Should any entry seem unclear, still set it down exactly as given, along with all the others.

# Natural language region descriptions

#####

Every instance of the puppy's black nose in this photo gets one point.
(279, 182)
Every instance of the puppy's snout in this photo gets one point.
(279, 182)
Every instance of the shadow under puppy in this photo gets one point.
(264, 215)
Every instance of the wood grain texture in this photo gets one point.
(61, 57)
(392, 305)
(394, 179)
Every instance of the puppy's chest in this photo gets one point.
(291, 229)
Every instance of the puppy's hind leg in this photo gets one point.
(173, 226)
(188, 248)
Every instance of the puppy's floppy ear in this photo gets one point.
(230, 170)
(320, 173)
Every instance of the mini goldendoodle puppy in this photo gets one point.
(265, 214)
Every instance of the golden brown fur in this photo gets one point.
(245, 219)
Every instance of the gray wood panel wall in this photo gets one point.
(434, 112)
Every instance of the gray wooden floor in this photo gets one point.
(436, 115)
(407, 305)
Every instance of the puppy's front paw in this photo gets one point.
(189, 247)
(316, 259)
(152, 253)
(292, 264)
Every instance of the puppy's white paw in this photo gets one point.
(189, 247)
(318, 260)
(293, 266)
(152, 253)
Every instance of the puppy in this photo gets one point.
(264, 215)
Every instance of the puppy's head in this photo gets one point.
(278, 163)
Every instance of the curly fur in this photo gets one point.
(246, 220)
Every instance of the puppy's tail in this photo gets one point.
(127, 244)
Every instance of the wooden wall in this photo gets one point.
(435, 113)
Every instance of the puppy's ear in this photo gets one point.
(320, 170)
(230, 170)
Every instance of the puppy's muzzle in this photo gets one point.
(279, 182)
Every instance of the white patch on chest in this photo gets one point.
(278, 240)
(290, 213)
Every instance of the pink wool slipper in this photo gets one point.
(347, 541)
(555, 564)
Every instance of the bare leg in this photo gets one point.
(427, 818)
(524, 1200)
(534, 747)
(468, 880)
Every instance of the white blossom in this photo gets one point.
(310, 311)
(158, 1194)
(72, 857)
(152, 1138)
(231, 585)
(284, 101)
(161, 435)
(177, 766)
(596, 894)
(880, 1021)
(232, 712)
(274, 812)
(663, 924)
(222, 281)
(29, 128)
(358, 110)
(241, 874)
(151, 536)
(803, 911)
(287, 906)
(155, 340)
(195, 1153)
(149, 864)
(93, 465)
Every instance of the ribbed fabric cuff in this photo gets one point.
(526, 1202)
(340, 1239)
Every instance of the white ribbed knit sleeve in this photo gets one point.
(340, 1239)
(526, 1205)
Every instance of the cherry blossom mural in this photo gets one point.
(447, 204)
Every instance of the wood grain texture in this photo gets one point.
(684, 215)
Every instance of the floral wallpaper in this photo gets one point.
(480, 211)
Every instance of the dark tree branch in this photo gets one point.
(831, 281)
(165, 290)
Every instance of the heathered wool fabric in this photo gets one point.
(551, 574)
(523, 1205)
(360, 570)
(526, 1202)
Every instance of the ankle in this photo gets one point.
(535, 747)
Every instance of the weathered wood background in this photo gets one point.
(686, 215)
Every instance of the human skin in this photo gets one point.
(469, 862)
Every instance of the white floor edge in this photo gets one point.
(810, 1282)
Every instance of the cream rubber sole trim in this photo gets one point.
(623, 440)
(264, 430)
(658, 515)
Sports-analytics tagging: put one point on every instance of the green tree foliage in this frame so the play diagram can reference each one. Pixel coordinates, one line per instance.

#####

# Response to the exercise
Every instance of the puppy's black nose in this photo gets one point.
(279, 182)
Every instance of the puppy's snout in this photo gets one point.
(279, 182)
Every instance of the shadow under puppy in this photo gets one point.
(264, 215)
Every instance of the wood grain texture in this photo gets one point.
(61, 57)
(392, 305)
(394, 179)
Every instance of the puppy's chest in this photo gets one point.
(291, 229)
Every instance of the puppy's hind leg in this photo gets one point.
(173, 226)
(188, 248)
Every instance of the puppy's floppy ear in this photo gets one point.
(230, 170)
(320, 173)
Every instance of the mini goldendoodle puppy in this photo gets one point.
(265, 214)
Every instance of the golden brown fur in this photo gets one point.
(245, 219)
Every instance of the gray wood panel wall in this photo gets one point.
(434, 112)
Every instance of the gray wooden floor in this photo gets one point.
(436, 115)
(407, 305)
Every instance of the puppy's front paw in this photo gets one point.
(189, 247)
(316, 259)
(152, 253)
(292, 264)
Every instance of the puppy's white paw in this photo gets one point.
(189, 247)
(318, 260)
(293, 266)
(152, 253)
Every instance of the puppy in this photo gets one point.
(264, 215)
Every instance of the puppy's head in this photo gets one point.
(278, 163)
Every instance of the curly fur in this photo gets one point.
(246, 220)
Every instance of the puppy's tail in this photo gets one point.
(127, 244)
Every instance of the wooden wall in this photo gets one point.
(435, 113)
Every instance of the puppy's ear in this photo gets one point.
(320, 170)
(230, 170)
Every instance of the puppy's muzzle in this photo gets one point.
(279, 182)
Every instance of the white patch on chest in this photo gets one point.
(278, 240)
(290, 213)
Every instance of the pink wool slipper in this photo gets one point.
(347, 541)
(555, 564)
Every instance of the bare leg in this photo gets one point.
(427, 818)
(524, 1200)
(534, 747)
(468, 880)
Every instance of the white blossom in this photo gets one point.
(310, 311)
(158, 1194)
(72, 857)
(152, 1138)
(231, 585)
(284, 101)
(161, 435)
(177, 766)
(596, 894)
(880, 1021)
(232, 712)
(274, 812)
(663, 924)
(222, 281)
(29, 128)
(358, 110)
(241, 874)
(151, 536)
(803, 911)
(287, 906)
(155, 340)
(195, 1153)
(149, 864)
(93, 465)
Every instance of the ribbed fabric cuff in this photo gets one point.
(526, 1202)
(340, 1239)
Every instance of the white ribbed knit sleeve in this photo gets one point.
(340, 1239)
(526, 1205)
Every instance of the cherry blossom mural in this photo gets one point.
(447, 204)
Every instance of the wood grain texture in this photo gets one point.
(684, 215)
Every instance of the floral wallpaper in this photo gets one point.
(480, 211)
Every instance of the dark tree branch in this photo gets one point.
(831, 281)
(165, 290)
Every instance of the heathered wool fabric in this photo gets one point.
(551, 574)
(523, 1205)
(360, 570)
(526, 1202)
Every instance of the ankle in this photo gets one point.
(535, 747)
Every instance of the weathered wood background in this photo gets one point.
(686, 215)
Every instance of the human skin in this photo gets one point.
(469, 862)
Every instance of the white floor edge in this photo gets one point.
(810, 1282)
Every instance of the cream rubber sole trim in this photo gets one point.
(623, 440)
(264, 430)
(658, 515)
Sports-analytics tagging: put one point on every instance of the green tree foliage in this frame so the play diagram can reference each one. Pixel coordinates, one line per instance.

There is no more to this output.